_SHORT TASK A:_
Copy the code review message below in full, reproducing every line without any change.

On 18/07/2018 20:47, AKhatskevich wrote:
> In case reconfigure process fails, the node should continue
> work properly.
> ---
> test/lua_libs/util.lua | 16 ++++++++++++++++
> test/router/router.result | 33 +++++++++++++++++++++++++++++++++
> test/router/router.test.lua | 10 ++++++++++
> test/storage/storage.result | 39 +++++++++++++++++++++++++++++++++++++++
> test/storage/storage.test.lua | 12 ++++++++++++
> vshard/router/init.lua | 7 +++++++
> vshard/storage/init.lua | 9 +++++++++
> 7 files changed, 126 insertions(+)
>
> diff --git a/test/lua_libs/util.lua b/test/lua_libs/util.lua
> index f2d3b48..aeb2342 100644
> --- a/test/lua_libs/util.lua
> +++ b/test/lua_libs/util.lua
> @@ -69,9 +69,25 @@ local function wait_master(test_run, replicaset, master)
> log.info('Slaves are connected to a master "%s"', master)
> end
>
> +-- Check that data has at least all fields as an ethalon.
1. Typo here and in other places: ethalon -> etalon.
2. Please, describe the function in doxygen style since
it is not a trival one-liner.
> +local function has_same_fields(ethalon, data)
> + assert(type(ethalon) == 'table' and type(data) == 'table')
> + local diff = {}
> + for k, v in pairs(ethalon) do
> + if v ~= data[k] then
> + table.insert(diff, k)

[Labeled shape records]
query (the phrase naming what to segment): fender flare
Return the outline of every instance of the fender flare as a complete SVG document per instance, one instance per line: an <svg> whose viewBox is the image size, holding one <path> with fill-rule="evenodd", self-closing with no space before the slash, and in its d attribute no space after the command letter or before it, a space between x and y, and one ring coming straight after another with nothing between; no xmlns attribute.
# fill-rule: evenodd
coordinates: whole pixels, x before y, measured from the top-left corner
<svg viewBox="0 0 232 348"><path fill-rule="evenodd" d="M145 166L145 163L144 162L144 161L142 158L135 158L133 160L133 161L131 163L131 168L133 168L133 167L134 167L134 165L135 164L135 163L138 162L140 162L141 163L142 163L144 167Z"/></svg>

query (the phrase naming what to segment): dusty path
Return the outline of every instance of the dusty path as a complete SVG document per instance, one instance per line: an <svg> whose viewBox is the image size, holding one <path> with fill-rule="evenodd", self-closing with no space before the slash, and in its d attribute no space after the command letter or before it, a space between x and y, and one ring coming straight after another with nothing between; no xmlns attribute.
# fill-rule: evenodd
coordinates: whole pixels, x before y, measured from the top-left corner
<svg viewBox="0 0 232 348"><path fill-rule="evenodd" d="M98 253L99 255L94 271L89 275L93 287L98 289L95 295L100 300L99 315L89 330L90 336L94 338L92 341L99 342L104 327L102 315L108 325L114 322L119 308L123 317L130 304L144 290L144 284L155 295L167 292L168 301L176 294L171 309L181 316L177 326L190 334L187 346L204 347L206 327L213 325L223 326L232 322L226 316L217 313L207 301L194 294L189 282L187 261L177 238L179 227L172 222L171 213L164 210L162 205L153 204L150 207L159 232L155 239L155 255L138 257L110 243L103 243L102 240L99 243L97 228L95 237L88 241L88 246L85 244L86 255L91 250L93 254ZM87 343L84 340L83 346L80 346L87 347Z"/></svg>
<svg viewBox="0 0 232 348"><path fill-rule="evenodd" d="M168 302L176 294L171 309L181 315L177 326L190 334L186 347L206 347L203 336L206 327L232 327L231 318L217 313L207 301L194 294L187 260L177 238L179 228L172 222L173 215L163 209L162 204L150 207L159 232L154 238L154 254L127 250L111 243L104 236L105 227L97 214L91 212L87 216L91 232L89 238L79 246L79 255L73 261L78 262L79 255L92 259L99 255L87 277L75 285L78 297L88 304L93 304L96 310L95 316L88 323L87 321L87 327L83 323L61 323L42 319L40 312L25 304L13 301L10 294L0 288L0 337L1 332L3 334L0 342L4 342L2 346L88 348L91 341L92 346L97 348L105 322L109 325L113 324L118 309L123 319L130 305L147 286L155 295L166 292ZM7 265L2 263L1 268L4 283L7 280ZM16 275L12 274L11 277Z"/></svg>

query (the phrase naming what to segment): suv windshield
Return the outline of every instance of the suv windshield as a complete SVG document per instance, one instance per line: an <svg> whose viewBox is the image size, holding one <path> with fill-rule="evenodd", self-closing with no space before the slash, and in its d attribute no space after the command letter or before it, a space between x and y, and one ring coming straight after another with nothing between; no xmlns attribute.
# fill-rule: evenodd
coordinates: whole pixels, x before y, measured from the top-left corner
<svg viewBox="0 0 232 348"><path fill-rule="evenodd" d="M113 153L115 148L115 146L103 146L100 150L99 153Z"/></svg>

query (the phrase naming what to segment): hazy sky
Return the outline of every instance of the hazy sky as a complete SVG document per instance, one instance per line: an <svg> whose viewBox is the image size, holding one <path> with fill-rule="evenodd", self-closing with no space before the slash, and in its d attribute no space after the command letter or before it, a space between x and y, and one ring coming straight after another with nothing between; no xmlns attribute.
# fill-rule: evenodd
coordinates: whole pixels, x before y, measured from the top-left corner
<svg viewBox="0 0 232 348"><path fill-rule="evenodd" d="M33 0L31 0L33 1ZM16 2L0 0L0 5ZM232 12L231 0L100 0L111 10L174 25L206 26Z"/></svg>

_SHORT TASK B:_
How many lines in the rows above contain the string "fender"? Reply with the number alone.

_CORRECT RESULT A:_
On 18/07/2018 20:47, AKhatskevich wrote:
> In case reconfigure process fails, the node should continue
> work properly.
> ---
> test/lua_libs/util.lua | 16 ++++++++++++++++
> test/router/router.result | 33 +++++++++++++++++++++++++++++++++
> test/router/router.test.lua | 10 ++++++++++
> test/storage/storage.result | 39 +++++++++++++++++++++++++++++++++++++++
> test/storage/storage.test.lua | 12 ++++++++++++
> vshard/router/init.lua | 7 +++++++
> vshard/storage/init.lua | 9 +++++++++
> 7 files changed, 126 insertions(+)
>
> diff --git a/test/lua_libs/util.lua b/test/lua_libs/util.lua
> index f2d3b48..aeb2342 100644
> --- a/test/lua_libs/util.lua
> +++ b/test/lua_libs/util.lua
> @@ -69,9 +69,25 @@ local function wait_master(test_run, replicaset, master)
> log.info('Slaves are connected to a master "%s"', master)
> end
>
> +-- Check that data has at least all fields as an ethalon.
1. Typo here and in other places: ethalon -> etalon.
2. Please, describe the function in doxygen style since
it is not a trival one-liner.
> +local function has_same_fields(ethalon, data)
> + assert(type(ethalon) == 'table' and type(data) == 'table')
> + local diff = {}
> + for k, v in pairs(ethalon) do
> + if v ~= data[k] then
> + table.insert(diff, k)

_CORRECT RESULT B:_
2